Task statement >> Copy the listing from the line containing "Where can the white ceiling" through the end of the listing, swapping "photo" for "image" throughout and changing nothing else. Reproduce only that stretch, and leave out the pictures.
======== Data to use ========
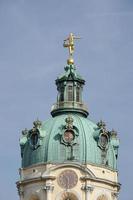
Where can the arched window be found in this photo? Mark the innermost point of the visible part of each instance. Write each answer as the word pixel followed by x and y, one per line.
pixel 78 94
pixel 102 197
pixel 62 94
pixel 34 139
pixel 70 93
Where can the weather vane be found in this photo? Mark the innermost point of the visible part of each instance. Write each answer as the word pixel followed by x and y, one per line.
pixel 69 43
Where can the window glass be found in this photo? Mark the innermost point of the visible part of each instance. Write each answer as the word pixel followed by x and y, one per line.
pixel 34 139
pixel 62 94
pixel 77 94
pixel 70 93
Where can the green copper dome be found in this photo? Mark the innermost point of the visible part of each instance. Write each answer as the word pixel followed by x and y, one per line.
pixel 69 136
pixel 66 138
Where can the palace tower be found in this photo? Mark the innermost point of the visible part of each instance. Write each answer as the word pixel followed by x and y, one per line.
pixel 69 157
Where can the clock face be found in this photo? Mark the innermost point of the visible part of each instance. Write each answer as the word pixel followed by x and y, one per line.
pixel 67 179
pixel 68 136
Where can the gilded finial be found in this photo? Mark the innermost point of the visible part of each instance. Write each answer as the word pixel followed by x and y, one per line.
pixel 69 43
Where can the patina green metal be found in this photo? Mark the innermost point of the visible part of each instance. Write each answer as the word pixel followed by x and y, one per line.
pixel 69 136
pixel 65 102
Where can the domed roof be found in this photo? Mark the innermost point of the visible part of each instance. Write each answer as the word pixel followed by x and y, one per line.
pixel 68 137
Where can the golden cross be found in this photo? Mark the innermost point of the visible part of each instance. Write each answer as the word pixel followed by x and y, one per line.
pixel 69 43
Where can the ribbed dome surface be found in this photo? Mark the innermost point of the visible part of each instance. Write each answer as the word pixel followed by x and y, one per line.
pixel 51 146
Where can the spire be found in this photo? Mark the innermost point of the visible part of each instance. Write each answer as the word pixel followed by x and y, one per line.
pixel 70 86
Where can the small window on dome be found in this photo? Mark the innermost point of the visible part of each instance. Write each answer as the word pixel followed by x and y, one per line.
pixel 62 94
pixel 34 139
pixel 77 94
pixel 70 93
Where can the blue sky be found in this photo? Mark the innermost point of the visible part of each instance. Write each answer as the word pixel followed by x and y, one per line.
pixel 32 56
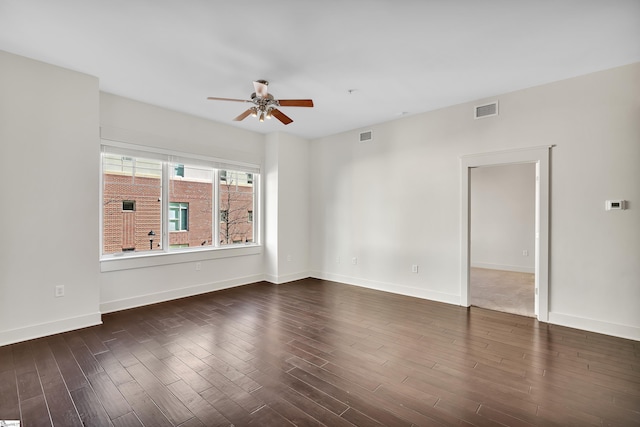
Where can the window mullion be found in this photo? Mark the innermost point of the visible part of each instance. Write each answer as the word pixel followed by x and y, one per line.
pixel 165 182
pixel 215 189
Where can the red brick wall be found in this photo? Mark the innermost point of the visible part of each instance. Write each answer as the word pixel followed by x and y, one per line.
pixel 124 230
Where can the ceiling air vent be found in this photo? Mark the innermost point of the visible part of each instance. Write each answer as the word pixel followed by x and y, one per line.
pixel 487 110
pixel 366 136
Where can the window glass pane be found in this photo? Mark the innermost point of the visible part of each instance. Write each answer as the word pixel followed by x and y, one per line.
pixel 190 206
pixel 236 193
pixel 137 181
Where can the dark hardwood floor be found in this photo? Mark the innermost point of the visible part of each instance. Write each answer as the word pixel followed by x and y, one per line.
pixel 315 353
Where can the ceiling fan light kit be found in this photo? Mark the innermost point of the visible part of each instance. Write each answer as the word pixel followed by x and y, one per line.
pixel 265 105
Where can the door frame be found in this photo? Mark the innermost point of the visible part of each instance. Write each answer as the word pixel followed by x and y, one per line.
pixel 540 156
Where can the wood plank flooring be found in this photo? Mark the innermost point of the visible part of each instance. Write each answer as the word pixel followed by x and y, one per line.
pixel 313 353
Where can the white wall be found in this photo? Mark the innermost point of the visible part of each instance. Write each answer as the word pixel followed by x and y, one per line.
pixel 395 201
pixel 48 181
pixel 143 124
pixel 287 230
pixel 503 217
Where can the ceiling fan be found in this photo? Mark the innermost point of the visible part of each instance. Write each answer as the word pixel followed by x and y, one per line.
pixel 265 105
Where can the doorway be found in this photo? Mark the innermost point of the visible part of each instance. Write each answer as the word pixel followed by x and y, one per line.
pixel 502 238
pixel 538 156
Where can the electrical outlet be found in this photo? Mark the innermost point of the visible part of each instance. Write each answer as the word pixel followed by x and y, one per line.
pixel 59 291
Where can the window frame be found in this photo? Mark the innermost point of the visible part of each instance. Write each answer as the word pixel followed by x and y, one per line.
pixel 165 255
pixel 183 225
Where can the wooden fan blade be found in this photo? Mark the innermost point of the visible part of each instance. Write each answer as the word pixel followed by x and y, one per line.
pixel 228 99
pixel 243 115
pixel 260 88
pixel 295 102
pixel 281 116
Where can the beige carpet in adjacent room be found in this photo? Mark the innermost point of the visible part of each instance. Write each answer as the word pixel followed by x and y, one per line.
pixel 507 291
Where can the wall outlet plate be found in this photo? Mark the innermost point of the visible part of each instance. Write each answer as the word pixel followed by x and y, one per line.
pixel 612 205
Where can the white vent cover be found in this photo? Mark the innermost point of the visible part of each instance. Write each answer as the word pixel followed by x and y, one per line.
pixel 486 110
pixel 366 136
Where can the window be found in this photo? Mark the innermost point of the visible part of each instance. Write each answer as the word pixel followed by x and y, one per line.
pixel 126 179
pixel 128 205
pixel 236 200
pixel 162 202
pixel 178 217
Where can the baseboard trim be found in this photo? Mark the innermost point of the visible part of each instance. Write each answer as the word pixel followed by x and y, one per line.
pixel 279 280
pixel 141 300
pixel 516 268
pixel 389 287
pixel 597 326
pixel 49 328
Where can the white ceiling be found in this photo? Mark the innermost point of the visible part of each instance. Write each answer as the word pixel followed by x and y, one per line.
pixel 396 56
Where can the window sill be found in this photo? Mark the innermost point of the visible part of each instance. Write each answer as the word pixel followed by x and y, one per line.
pixel 143 260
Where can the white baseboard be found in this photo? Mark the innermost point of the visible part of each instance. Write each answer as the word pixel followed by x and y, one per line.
pixel 49 328
pixel 389 287
pixel 516 268
pixel 279 280
pixel 141 300
pixel 592 325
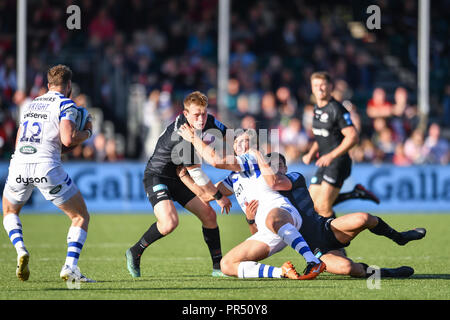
========
Finished task >>
Where can the white ceiling be found in this image? Mark the innermost point of the visible part of each instance. Write each answer as the word pixel followed by x and y, one per line.
pixel 396 56
Where can the window sill be found in this image? Mark the innermost point of the visible part of each instance. Write each answer as the word pixel followed by x and y, one per line.
pixel 143 260
Where can the white baseboard be found in this image? Mark the innermost point of the visible part of each instance. Write each answer as the word pixel followed by x and y, one per line.
pixel 49 328
pixel 389 287
pixel 516 268
pixel 279 280
pixel 141 300
pixel 592 325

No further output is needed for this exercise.